▸ Extrait à lire:

-----

Argo Secondari, fondateur des Arditi del popolo


Argo Secondari est née à Rome en 1895 dans une famille riche de la bourgeoisie. Mobilisé comme simple soldat en 1915, il atteint le grade de lieutenant au sein du bataillon étudiant des Arditi. Après la guerre il est parmi les fondateurs de l'AFAI où il montre ses sympathies pour les anarchistes et les républicains. Cette attitude provoque à son égard l’hostilité du Fascio romain mais provoque la sympathie des libertaires et des républicains de gauche. C’est avec ces derniers qu’en juin 1919 il participe à un complot visant à s’emparer du Forte Pietralata où loge un bataillon d'arditi. Le plan des conjurés envisage ensuite d’étendre le soulèvement aux quartiers populaires de Rome et de renverser le gouvernement Nitti pour proclamer une Assemblée constituante. Les conspirateurs, dont Secondari, sont arrêtés avant même le déclenchement de l’opération. Ce dernier est libéré en mars 1920 ce qui lui permet de rejoindre Fiume occupée par les légionnaires de D'Annunzio. De retour à Rome en mai 1920, il se retrouve en désaccord avec la ligne antisocialiste de la majorité conduite par Bottai. Il organise à ce moment la scission des arditi romains de tendances anarchistes et républicaines mais se retrouve en minorité face à ceux qui prônent une politique modérée. Secondari abandonne alors ses responsabilités au sein du mouvement.

Il ne revient sur le devant de la scène qu’en mai 1921, au moment de la crise interne de l'ANAI. Soutenu par les républicains et les anarchistes, il convoque le 22 juin une réunion des membres et sympathisants de la section romaine sur une ligne clairement antifasciste. La nécessité de lutter contre les squadristes sur le plan militaire, se manifeste alors avec acuité. Durant les premiers mois de cette année 1921, ce sont en effet prés de 730 locaux d’organisations ouvrières, Bourses du travail, coopératives, sièges de partis ou de ligues paysannes qui sont attaqués et détruits par les fascistes. De nombreux militants sont agressés, blessés ou assassinés. Les expéditions squadristes ne cessent de prendre de l’ampleur grâce à l’aide financière des industriels et des grands propriétaires terriens et la complicité de l’armée et des carabiniers.

Les organisations ouvrières sont le plus souvent désarmées, au sens propre et figuré, devant les méthodes squadristes qui s’inspirent directement de celles utilisées durant la guerre. Sur la défensive, elles forment des groupes de combat antifascistes comme les Guardie Rosse (Gardes rouges), les Lupi Rossi (Loups rouges), les Figli di nessuno (Fils de rien) ou les Squadre d'azione (équipes d’action) communistes. Mais ses groupes sont mal structurés, sans liaison entre eux et peu efficaces.

-----

▸ Explorer le document:
1. Répondez à ces questions sur le texte sur Argo Secondari :
(a) En quelle année et dans quelle ville Argo Secondari est-il né ?
(b) En quel mois et en quelle année est-il libéré ?
(c) À quelle date convoque-t-il une réunion de la section romaine ?
2. Pour chaque affirmation, indiquez si elle concorde avec le texte sur Argo Secondari, en citant les mots qui tranchent.
(a) Les conspirateurs sont arrêtés après le déclenchement de l'opération contre le Forte Pietralata.
(b) Les expéditions squadristes bénéficient de l'aide financière des industriels.
(c) Les groupes de combat antifascistes sont bien coordonnés entre eux.
3. Rédigez la suite du texte sur Argo Secondari à partir de sa dernière phrase.

(Entrées de données enregistrées)
-----

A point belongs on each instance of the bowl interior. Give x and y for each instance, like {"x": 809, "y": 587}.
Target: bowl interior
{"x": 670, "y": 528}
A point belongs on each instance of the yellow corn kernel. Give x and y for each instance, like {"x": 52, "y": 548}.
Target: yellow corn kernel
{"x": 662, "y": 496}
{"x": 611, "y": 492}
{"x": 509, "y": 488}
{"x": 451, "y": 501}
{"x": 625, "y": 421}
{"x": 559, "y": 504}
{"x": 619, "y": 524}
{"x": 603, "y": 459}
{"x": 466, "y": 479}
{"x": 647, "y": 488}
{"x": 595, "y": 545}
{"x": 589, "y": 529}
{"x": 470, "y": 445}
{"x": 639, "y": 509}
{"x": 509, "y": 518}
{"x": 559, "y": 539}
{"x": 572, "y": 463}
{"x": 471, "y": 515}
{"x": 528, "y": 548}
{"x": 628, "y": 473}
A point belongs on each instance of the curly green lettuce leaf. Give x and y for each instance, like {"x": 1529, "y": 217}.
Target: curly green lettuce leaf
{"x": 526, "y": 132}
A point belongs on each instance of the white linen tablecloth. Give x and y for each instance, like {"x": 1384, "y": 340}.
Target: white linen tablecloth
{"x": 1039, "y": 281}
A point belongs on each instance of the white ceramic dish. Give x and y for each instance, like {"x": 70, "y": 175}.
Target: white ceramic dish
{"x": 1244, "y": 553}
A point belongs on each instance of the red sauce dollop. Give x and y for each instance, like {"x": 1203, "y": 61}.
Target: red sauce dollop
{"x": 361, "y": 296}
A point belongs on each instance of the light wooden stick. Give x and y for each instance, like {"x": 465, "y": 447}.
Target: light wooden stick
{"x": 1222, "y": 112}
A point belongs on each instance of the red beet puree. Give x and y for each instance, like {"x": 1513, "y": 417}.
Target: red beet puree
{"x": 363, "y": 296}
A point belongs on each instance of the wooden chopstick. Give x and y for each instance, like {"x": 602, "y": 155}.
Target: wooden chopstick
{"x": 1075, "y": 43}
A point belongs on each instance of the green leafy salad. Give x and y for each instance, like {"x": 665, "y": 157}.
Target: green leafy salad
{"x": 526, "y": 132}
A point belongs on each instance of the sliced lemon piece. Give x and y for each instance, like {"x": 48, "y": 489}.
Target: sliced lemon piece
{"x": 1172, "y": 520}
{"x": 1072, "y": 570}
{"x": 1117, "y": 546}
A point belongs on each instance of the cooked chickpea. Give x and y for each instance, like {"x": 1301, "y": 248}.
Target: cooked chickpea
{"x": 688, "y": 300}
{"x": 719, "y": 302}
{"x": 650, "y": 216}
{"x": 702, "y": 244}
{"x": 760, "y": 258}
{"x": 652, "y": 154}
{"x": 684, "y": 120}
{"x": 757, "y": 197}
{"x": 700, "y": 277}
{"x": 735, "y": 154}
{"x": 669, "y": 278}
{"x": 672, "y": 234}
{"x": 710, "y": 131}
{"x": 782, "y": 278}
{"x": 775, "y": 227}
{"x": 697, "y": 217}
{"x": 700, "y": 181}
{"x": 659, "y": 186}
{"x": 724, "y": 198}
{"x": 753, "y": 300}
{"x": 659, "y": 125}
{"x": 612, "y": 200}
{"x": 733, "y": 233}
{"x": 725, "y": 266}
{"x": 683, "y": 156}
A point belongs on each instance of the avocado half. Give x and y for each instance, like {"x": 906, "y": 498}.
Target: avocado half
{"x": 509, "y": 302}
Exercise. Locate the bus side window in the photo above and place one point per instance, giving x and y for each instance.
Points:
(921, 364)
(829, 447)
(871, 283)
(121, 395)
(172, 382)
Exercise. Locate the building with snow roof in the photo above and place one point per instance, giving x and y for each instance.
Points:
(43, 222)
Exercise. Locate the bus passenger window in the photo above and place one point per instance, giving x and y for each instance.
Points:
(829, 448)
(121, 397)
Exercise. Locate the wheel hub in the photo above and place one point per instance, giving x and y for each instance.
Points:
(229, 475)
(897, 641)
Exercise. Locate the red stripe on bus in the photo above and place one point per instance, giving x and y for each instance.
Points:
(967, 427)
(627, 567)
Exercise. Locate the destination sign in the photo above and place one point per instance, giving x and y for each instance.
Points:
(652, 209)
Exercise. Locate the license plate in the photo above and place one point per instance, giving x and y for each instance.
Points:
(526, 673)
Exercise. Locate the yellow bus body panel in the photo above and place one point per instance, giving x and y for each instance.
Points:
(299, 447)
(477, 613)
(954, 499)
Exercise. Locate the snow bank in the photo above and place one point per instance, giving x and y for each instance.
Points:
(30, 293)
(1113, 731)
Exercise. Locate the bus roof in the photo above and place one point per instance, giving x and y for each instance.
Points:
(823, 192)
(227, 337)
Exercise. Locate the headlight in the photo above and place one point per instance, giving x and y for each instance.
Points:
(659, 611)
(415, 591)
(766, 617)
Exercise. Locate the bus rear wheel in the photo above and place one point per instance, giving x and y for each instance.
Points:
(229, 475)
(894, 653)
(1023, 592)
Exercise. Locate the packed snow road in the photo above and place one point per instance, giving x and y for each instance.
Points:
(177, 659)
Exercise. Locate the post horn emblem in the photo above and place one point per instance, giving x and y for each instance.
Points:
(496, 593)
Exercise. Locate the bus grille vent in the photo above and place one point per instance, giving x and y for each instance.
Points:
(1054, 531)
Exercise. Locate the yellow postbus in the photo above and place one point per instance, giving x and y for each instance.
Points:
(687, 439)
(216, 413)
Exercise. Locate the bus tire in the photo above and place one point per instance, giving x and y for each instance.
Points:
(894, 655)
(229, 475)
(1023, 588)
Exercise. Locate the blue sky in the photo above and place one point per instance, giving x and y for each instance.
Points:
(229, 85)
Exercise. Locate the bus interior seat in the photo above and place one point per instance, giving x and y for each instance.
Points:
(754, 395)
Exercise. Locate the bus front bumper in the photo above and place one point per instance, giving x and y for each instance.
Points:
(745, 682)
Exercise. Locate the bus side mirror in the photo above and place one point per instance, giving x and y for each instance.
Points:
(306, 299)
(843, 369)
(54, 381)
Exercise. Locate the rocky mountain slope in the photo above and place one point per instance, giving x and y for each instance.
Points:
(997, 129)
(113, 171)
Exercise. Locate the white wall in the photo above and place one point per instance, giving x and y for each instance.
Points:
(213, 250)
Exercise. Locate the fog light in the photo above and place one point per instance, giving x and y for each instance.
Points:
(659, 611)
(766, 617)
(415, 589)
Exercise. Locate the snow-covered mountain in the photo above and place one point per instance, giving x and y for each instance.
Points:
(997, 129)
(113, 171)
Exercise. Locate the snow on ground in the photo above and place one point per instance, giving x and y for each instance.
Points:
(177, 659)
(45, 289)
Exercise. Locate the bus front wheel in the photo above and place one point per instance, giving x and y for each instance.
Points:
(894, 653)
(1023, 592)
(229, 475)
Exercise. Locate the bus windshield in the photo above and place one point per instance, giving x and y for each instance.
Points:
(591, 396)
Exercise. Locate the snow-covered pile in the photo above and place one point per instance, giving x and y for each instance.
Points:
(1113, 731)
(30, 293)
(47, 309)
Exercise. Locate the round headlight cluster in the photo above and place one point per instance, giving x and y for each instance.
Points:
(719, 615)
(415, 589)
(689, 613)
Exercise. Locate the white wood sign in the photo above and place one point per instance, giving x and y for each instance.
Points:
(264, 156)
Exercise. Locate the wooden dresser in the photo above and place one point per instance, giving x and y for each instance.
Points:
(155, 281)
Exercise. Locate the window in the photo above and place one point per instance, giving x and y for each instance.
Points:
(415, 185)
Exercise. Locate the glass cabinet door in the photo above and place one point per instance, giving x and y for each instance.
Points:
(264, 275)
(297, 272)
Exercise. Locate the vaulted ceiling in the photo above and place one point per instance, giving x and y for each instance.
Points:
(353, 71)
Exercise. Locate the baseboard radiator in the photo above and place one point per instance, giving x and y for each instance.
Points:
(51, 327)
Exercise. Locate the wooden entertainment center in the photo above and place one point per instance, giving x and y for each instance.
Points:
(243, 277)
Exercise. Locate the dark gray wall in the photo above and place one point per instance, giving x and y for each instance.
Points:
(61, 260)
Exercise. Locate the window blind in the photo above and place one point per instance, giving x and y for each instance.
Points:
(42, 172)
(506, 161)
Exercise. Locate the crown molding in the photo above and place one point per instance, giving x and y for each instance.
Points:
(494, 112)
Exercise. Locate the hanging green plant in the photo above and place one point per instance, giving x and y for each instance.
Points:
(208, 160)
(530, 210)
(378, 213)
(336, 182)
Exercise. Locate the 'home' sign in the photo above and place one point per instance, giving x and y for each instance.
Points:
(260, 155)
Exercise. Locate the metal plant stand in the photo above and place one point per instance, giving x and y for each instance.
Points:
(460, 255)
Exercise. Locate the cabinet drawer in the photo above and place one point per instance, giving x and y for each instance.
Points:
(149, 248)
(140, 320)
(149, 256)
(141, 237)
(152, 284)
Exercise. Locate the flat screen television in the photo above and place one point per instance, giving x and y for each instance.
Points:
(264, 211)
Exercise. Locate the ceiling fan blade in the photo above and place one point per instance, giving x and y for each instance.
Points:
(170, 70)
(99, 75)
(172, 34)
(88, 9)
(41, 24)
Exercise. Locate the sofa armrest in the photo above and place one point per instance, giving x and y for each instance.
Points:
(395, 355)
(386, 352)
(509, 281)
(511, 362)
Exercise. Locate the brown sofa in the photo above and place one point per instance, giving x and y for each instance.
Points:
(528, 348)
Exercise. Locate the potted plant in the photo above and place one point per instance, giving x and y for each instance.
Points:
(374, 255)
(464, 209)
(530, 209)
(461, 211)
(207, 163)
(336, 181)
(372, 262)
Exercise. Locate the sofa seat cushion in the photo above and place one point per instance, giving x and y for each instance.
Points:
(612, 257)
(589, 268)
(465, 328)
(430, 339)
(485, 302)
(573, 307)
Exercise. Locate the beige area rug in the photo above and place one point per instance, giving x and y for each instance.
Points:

-----

▸ Réponses successives:
1.
(a) En 1895, à Rome.
(b) En mars 1920.
(c) Le 22 juin.

2.
(a) Non : « sont arrêtés avant même le déclenchement de l’opération »
(b) Oui : « grâce à l’aide financière des industriels et des grands propriétaires terriens »
(c) Non : « mal structurés, sans liaison entre eux et peu efficaces »

3.
C’est dans ce contexte que le 27 juin 1921, la section romaine des arditi se dote d’une nouvelle direction composée de Secondari et de deux anciens légionnaires de Fiume, Ferrari et Pierdominici. Il est également décidé de former un bataillon d'Arditi del popolo dirigé par le colonel Tommaso Abatino et formé de trois compagnies. La nouvelle organisation s’appuie pour son lancement sur le Comité de défense prolétarien de Rome qui regroupe des syndicats, la section républicaine de Rome et les anarcho-communistes du Latium afin d’organiser une manifestation antifasciste le 6 juillet. Cette initiative provoque un certain enthousiasme qui se traduit par le succès des souscriptions lancées, soutenues par les ouvriers du bâtiment, les postiers et les cheminots, mais surtout par l’adhésion d’un millier de personnes aux Arditi del popolo. La convergence entre ces derniers et le mouvement ouvrier se réalise sur des positions antifascistes et sur la volonté d'utiliser les mêmes méthodes que les fascistes pour défendre les ouvriers face à l’offensive squadriste.

Carte de membre des Arditi del popolo


Le 6 juillet, c’est face à des milliers de manifestants, ainsi que des représentants du PSI et du Parti communiste d'Italie (PCd'I), que les Arditi del Popolo font leur première apparition publique. L’événement, largement relayé par la presse, marque l’opinion. L'Ordine Nuovo, le journal du dirigeant communiste Antonio Gramsci, se montre particulièrement enthousiaste tout comme la Pravda du 10 juillet qui publie un compte-rendu de la manifestation romaine. Lénine est en effet intéressé par l’exemple des Arditi del popolo. À l’heure où le dirigeant soviétique prône la ligne du front unique, le rassemblement d’environ 15 000 personnes à Rome en présence de responsables de différents partis pour assister au défilé de 2 000 Arditi del popolo en uniforme est un exemple à suivre comme l’indique d’ailleurs un appel de l’Internationale communiste publiée dans Ordine Nuovo du 14 août. Les anarchistes montrent également un enthousiasme similaire devant la nouvelle organisation.


L'organisation des Arditi del popolo.
L’exemple romain est bientôt suivi dans toute l’Italie notamment sur l’axe Rome-Ancône et sur celui de Rome à Gênes. Les principaux centres des Arditi del popolo sont Orte, Terni, Civitavecchia, Ancône, Livourne, Pise, Gênes, Parme, Plaisance et quelques villes d’Italie du sud, soit un total de 144 sections. À l’été 1921, l’ensemble des formations militaires antifascistes rassemble environ 20 000 personnes. La région romaine domine avec environ 3 300 militants répartis dans 12 sections et l'Ombrie avec 3 000 membres.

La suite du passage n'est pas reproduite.